Data excerpts -
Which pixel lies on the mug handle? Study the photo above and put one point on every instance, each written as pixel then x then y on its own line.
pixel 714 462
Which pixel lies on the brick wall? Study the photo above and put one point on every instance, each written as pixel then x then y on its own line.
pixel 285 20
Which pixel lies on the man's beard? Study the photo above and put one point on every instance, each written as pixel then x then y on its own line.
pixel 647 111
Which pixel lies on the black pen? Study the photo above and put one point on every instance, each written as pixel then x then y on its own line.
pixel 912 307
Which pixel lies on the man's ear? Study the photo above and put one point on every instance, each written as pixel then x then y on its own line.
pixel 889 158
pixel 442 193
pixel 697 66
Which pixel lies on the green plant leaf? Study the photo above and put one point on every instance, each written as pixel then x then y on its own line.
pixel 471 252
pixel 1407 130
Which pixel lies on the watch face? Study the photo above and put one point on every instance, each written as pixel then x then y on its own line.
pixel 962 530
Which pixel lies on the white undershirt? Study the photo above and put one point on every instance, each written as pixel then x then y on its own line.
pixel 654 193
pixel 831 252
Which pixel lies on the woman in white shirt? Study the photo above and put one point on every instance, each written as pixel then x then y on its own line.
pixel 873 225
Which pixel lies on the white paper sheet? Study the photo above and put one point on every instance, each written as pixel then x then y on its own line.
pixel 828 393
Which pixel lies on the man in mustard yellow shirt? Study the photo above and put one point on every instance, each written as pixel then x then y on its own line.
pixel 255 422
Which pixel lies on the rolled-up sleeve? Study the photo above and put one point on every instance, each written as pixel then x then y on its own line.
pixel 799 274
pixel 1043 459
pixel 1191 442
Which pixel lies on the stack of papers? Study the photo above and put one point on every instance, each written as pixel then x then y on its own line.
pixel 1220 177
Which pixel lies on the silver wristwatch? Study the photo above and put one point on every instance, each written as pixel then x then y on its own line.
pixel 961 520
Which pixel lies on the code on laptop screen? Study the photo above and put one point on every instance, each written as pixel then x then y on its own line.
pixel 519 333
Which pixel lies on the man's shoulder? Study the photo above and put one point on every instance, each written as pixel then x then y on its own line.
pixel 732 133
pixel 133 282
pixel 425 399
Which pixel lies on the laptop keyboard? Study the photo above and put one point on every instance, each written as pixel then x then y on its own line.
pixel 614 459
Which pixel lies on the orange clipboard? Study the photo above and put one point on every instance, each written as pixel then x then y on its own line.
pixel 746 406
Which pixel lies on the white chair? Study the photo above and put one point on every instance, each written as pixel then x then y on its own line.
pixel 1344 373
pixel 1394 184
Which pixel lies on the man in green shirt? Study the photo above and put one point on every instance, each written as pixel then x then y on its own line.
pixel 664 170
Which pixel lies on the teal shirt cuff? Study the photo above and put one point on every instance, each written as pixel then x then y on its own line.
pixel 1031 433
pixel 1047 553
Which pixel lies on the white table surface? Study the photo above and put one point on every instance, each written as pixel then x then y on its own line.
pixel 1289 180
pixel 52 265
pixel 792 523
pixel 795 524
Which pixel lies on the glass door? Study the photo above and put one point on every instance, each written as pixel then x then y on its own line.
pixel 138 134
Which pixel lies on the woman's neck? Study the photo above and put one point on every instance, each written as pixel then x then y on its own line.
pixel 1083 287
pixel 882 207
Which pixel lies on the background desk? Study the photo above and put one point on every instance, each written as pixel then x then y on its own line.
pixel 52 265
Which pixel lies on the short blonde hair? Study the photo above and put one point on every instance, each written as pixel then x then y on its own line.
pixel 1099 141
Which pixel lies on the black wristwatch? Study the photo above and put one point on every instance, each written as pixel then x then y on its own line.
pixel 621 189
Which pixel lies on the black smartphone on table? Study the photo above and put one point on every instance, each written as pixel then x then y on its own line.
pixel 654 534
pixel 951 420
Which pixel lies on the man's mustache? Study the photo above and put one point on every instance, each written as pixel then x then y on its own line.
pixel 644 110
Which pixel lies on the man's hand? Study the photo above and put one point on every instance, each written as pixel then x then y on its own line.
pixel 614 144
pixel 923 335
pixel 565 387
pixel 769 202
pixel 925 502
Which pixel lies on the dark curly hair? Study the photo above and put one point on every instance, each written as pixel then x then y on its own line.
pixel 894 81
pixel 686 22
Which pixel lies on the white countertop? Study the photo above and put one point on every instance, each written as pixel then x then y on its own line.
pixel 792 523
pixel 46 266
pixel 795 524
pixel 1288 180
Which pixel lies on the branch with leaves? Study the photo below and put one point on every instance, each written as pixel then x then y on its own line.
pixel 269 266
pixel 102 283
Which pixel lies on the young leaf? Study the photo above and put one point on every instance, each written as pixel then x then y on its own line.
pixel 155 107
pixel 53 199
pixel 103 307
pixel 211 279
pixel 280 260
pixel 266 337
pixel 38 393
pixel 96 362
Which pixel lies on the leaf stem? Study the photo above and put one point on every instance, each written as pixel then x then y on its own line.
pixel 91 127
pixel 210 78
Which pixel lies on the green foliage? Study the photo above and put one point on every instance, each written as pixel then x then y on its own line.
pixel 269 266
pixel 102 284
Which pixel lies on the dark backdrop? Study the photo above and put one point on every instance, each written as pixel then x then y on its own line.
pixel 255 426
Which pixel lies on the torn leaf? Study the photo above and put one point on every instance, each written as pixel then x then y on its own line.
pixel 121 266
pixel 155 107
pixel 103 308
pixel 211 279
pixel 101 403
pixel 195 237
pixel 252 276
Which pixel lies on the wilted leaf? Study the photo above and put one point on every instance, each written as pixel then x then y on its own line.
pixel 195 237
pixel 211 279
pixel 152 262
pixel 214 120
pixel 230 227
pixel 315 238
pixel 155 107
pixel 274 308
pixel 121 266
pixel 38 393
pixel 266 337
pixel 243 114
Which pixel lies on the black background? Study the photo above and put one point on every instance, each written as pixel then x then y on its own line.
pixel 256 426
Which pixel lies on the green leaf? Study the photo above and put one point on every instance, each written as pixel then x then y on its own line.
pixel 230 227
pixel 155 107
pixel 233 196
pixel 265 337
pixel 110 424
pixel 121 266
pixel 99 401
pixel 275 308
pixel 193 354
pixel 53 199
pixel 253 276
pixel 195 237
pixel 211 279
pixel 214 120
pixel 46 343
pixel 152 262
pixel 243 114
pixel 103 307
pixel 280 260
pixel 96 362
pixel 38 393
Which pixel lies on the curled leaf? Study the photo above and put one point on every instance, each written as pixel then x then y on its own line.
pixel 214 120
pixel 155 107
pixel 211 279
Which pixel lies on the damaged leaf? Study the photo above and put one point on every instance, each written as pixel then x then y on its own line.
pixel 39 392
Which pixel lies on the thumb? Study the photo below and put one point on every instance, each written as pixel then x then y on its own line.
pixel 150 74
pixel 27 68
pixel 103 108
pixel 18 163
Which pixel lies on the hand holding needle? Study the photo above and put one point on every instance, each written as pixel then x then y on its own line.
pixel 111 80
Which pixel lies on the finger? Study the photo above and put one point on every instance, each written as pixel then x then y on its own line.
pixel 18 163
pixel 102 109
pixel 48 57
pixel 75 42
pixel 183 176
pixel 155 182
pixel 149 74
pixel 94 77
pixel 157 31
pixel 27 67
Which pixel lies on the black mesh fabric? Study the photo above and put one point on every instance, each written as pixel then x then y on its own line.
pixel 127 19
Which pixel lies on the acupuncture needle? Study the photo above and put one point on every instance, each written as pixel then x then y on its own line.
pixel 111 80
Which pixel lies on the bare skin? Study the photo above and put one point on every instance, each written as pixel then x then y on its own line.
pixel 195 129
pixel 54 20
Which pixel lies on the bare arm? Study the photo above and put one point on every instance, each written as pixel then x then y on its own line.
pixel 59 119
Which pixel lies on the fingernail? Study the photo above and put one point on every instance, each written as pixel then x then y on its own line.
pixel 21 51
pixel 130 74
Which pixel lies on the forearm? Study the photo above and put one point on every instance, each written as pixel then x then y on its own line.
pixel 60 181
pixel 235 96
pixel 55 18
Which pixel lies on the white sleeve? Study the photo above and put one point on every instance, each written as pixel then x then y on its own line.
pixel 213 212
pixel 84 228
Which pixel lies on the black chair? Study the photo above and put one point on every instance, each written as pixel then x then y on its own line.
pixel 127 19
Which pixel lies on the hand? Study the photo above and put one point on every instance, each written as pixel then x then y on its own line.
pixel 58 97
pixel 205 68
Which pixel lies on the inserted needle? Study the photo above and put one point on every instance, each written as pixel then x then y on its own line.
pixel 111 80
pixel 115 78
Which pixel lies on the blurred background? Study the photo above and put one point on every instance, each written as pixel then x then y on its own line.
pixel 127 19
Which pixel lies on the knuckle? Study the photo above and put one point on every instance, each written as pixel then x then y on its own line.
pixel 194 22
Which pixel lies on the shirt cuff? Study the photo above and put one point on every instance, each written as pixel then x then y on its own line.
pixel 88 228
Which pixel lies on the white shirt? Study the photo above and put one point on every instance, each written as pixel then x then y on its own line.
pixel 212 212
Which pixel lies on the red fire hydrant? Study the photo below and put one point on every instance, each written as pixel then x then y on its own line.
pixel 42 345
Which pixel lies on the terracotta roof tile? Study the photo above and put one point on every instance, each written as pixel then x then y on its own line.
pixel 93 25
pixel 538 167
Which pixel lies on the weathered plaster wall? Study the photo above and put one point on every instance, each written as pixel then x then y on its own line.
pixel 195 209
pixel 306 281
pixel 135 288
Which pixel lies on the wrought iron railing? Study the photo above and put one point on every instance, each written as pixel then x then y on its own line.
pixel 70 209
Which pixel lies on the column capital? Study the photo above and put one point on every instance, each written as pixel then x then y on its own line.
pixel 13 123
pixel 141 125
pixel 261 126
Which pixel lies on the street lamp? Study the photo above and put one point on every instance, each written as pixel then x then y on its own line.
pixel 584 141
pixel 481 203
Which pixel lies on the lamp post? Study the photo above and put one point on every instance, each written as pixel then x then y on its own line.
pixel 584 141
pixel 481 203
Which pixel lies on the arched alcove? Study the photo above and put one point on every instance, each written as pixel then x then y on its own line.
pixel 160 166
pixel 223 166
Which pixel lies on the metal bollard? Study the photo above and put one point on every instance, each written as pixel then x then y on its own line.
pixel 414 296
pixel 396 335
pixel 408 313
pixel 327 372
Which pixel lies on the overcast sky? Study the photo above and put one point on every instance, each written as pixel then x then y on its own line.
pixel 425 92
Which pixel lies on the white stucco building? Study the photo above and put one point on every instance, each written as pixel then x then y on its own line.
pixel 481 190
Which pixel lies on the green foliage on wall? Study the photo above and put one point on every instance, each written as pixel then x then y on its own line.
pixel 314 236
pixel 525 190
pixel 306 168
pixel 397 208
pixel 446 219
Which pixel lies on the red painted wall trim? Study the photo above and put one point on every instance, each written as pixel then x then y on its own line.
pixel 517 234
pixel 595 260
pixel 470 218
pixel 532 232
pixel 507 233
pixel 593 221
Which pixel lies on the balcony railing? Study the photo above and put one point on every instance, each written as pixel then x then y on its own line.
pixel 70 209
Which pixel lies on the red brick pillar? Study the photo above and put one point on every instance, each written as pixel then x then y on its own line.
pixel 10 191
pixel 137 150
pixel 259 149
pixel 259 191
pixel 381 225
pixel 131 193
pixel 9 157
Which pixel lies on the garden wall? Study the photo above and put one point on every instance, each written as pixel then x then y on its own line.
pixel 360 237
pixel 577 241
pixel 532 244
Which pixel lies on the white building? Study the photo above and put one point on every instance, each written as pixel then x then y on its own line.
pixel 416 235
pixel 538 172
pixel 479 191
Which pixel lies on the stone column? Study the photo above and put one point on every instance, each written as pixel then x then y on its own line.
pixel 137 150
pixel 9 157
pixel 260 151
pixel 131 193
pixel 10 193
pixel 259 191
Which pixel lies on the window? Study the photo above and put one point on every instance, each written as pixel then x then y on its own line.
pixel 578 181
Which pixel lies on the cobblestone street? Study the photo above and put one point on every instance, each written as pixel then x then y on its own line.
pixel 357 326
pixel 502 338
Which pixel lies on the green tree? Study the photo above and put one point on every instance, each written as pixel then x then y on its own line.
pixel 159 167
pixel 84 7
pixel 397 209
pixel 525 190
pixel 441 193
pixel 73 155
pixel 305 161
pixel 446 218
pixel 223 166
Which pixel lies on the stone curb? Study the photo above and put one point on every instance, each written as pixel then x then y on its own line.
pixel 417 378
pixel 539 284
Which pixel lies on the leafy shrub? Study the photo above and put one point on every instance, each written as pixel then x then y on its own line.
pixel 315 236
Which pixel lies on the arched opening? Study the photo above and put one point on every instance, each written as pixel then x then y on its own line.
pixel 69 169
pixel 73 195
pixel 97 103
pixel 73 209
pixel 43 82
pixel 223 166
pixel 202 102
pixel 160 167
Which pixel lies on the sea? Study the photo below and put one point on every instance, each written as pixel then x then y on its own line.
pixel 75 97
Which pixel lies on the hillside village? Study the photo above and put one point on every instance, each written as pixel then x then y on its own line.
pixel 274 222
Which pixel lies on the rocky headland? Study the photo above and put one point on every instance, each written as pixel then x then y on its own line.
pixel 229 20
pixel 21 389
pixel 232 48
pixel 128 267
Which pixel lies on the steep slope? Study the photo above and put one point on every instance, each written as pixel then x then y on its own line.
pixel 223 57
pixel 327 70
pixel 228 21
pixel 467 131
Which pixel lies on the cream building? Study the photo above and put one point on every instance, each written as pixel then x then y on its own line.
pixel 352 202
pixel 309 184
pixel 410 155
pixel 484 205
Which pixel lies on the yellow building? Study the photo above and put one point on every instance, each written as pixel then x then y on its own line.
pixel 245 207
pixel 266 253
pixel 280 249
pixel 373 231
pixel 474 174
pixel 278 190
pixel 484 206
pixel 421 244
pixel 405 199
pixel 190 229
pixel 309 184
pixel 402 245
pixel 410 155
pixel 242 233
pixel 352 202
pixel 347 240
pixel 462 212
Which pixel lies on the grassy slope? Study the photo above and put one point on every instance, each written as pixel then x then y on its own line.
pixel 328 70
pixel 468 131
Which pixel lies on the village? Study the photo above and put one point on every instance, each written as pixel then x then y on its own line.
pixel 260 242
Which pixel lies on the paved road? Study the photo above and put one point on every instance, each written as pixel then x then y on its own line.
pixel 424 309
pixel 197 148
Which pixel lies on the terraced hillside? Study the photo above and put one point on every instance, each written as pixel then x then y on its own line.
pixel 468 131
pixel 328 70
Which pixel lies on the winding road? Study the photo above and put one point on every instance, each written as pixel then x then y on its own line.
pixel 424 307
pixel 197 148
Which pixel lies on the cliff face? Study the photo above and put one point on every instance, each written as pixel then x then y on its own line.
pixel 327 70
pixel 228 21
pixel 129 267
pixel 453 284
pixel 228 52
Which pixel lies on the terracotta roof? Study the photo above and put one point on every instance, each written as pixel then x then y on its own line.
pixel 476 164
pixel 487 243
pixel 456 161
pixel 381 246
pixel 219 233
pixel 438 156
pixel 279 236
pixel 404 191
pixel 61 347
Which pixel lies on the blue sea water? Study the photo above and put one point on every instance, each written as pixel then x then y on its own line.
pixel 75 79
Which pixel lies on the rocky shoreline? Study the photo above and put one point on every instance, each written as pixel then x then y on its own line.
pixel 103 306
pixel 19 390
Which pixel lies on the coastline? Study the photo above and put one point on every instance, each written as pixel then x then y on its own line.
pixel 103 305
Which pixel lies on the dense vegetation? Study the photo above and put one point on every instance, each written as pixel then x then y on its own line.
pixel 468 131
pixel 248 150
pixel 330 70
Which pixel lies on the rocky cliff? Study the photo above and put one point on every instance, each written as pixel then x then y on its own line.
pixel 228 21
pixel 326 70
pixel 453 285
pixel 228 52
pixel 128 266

Assignment - Lines from the one holding "Which pixel lies on the coastline?" to the last line of the records: return these exactly, and only these.

Problem solution -
Which pixel lies on the coastline? Study the photo above and put one point on every instance, each written as pixel then x then y on its own line.
pixel 103 305
Which pixel lies on the dense vegetation? Study the photo above and put one point on every instance, each written as pixel then x then y on its own line.
pixel 468 131
pixel 248 150
pixel 330 70
Which pixel lies on the rocky cliff? Study the photo above and put one point on every instance, each written as pixel then x then y on its own line.
pixel 228 21
pixel 326 70
pixel 453 285
pixel 228 52
pixel 128 266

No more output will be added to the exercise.